WHAT THIS TASK INVOLVES
Pick out every line below that contains the word "white", with case counting, and copy each one.

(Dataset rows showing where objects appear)
##############################

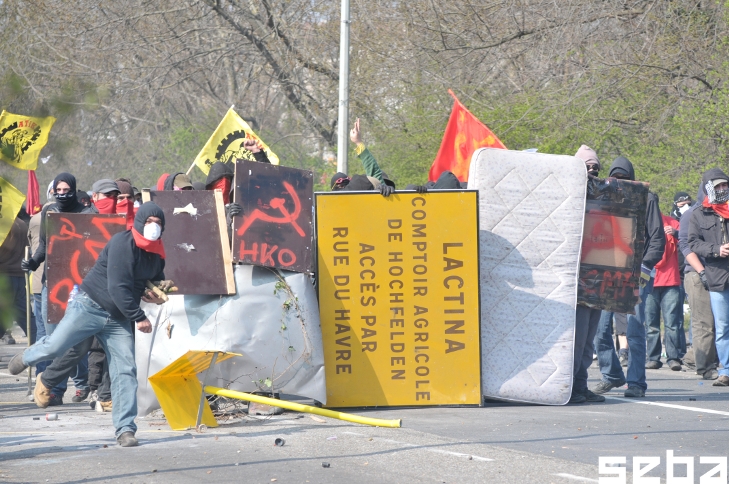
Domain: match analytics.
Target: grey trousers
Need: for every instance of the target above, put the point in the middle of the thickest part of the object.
(702, 324)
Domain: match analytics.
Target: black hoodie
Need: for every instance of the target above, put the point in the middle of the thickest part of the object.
(707, 232)
(72, 206)
(655, 237)
(218, 171)
(118, 279)
(170, 182)
(683, 229)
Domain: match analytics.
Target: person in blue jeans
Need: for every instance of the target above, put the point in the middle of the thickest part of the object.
(129, 260)
(708, 238)
(655, 241)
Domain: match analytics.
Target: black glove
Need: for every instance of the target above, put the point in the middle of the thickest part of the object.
(28, 265)
(233, 210)
(704, 280)
(386, 190)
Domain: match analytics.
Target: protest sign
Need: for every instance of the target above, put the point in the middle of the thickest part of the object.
(196, 241)
(275, 229)
(398, 298)
(612, 244)
(74, 242)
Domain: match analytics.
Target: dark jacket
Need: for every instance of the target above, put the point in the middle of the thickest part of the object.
(707, 232)
(40, 253)
(683, 231)
(655, 237)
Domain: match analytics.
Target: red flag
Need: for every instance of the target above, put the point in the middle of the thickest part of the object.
(32, 202)
(464, 134)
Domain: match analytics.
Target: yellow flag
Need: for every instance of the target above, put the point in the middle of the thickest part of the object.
(11, 199)
(226, 143)
(22, 138)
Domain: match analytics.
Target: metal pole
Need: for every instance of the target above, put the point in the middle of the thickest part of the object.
(343, 123)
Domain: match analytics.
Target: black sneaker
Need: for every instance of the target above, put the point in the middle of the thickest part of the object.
(593, 397)
(623, 357)
(80, 396)
(605, 386)
(127, 439)
(634, 392)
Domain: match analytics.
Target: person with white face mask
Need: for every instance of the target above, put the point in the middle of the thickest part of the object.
(107, 305)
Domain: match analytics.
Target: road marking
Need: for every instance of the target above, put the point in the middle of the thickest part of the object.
(437, 451)
(575, 478)
(670, 405)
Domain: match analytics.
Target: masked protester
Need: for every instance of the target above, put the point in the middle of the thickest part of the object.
(655, 243)
(125, 201)
(701, 356)
(177, 182)
(708, 238)
(83, 198)
(107, 305)
(104, 195)
(220, 177)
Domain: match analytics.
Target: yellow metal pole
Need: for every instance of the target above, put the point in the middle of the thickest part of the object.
(297, 407)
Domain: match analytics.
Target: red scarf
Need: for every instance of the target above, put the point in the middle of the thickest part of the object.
(106, 205)
(224, 185)
(721, 209)
(153, 246)
(127, 206)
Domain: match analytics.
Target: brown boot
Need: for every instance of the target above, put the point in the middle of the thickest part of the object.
(41, 393)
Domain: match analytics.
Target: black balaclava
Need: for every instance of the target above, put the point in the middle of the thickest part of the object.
(68, 201)
(148, 209)
(83, 198)
(333, 182)
(677, 198)
(447, 181)
(708, 188)
(623, 166)
(359, 183)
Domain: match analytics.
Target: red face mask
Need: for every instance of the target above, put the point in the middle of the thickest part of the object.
(106, 205)
(122, 206)
(224, 185)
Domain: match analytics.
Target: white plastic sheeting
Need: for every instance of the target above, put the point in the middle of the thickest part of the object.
(531, 213)
(276, 328)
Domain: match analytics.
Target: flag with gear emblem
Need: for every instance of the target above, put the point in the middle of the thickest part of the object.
(11, 199)
(22, 138)
(226, 143)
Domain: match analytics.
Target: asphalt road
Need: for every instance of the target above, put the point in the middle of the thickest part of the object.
(496, 443)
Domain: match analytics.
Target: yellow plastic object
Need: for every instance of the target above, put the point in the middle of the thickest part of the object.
(178, 389)
(297, 407)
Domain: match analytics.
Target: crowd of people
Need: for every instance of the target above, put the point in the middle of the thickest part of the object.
(685, 256)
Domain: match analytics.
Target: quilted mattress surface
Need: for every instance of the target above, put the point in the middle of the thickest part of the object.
(531, 214)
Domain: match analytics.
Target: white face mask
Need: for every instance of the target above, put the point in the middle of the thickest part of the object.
(152, 231)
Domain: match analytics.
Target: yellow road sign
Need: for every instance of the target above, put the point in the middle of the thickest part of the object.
(399, 298)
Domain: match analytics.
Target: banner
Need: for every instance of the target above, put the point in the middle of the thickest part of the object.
(11, 199)
(74, 242)
(612, 244)
(275, 228)
(22, 138)
(226, 143)
(272, 320)
(197, 252)
(399, 298)
(463, 135)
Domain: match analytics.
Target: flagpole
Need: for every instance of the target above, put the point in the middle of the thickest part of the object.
(343, 123)
(193, 163)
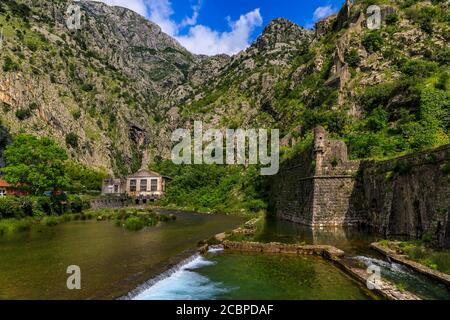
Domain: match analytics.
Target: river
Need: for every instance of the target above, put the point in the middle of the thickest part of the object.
(112, 260)
(161, 263)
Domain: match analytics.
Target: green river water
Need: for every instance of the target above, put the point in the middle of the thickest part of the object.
(114, 262)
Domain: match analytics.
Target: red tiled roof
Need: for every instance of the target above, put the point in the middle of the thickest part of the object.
(4, 184)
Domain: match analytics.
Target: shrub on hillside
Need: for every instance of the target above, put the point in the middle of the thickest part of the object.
(373, 41)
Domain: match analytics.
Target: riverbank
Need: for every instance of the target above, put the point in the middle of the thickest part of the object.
(132, 219)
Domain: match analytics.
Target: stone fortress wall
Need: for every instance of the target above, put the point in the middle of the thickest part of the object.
(407, 196)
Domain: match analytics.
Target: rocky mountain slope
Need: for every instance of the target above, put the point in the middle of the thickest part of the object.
(113, 91)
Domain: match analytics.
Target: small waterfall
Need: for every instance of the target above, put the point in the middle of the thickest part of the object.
(180, 282)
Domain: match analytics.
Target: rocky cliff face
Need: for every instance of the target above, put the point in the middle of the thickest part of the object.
(120, 85)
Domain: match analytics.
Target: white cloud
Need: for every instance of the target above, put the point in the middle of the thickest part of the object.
(138, 6)
(191, 21)
(323, 12)
(160, 13)
(203, 40)
(199, 39)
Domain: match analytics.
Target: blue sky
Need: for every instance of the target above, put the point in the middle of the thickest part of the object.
(225, 26)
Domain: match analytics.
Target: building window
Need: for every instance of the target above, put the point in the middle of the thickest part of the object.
(154, 185)
(133, 184)
(144, 185)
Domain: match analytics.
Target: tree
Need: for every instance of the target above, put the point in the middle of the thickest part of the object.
(84, 179)
(35, 164)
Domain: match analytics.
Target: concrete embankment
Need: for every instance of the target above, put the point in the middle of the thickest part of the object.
(403, 259)
(382, 288)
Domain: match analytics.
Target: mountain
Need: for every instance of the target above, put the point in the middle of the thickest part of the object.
(113, 91)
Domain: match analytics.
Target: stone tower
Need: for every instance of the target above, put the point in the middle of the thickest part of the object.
(319, 148)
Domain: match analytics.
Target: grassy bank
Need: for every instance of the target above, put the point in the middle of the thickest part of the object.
(131, 219)
(420, 252)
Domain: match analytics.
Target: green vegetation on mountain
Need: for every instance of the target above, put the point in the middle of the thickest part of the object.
(116, 89)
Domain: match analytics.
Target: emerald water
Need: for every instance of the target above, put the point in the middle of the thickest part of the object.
(241, 276)
(355, 242)
(113, 261)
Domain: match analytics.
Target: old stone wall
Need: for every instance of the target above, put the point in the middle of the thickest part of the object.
(109, 203)
(316, 189)
(407, 196)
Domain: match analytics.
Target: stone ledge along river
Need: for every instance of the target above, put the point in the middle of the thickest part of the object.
(162, 263)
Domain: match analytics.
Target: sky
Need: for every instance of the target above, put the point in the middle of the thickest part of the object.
(225, 26)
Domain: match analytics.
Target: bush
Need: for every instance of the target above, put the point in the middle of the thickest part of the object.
(23, 114)
(372, 41)
(45, 205)
(419, 68)
(352, 58)
(10, 65)
(72, 140)
(10, 208)
(134, 224)
(76, 205)
(392, 18)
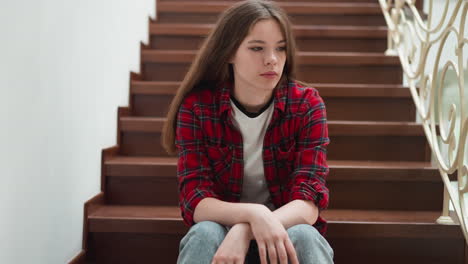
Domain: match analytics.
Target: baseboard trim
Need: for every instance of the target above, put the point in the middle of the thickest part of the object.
(78, 259)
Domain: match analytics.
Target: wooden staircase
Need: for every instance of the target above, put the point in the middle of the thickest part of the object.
(384, 194)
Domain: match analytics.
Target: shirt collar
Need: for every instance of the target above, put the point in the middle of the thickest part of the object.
(280, 96)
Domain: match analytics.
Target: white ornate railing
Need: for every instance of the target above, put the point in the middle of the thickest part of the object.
(412, 38)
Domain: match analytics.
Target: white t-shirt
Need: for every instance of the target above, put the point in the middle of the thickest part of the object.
(254, 186)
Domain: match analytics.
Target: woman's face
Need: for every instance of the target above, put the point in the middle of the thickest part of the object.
(262, 51)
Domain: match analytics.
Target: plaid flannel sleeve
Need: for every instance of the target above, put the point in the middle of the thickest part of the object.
(307, 181)
(193, 169)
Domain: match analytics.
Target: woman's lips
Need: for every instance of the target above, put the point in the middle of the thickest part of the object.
(269, 76)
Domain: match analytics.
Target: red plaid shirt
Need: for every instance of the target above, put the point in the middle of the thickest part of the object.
(211, 150)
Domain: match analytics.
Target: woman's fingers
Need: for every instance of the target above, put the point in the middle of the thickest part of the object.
(272, 256)
(281, 251)
(291, 251)
(262, 252)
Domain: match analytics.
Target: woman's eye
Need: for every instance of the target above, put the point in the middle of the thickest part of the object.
(260, 48)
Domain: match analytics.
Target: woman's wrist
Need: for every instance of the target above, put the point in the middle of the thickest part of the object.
(245, 229)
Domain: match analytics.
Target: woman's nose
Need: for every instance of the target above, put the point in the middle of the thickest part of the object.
(271, 58)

##############################

ANSWER FOR THIS EXERCISE
Target: person with white face mask
Target: white plastic sheeting
Target: white face mask
Target: white cloud
Target: white ornate railing
Target: white t-shirt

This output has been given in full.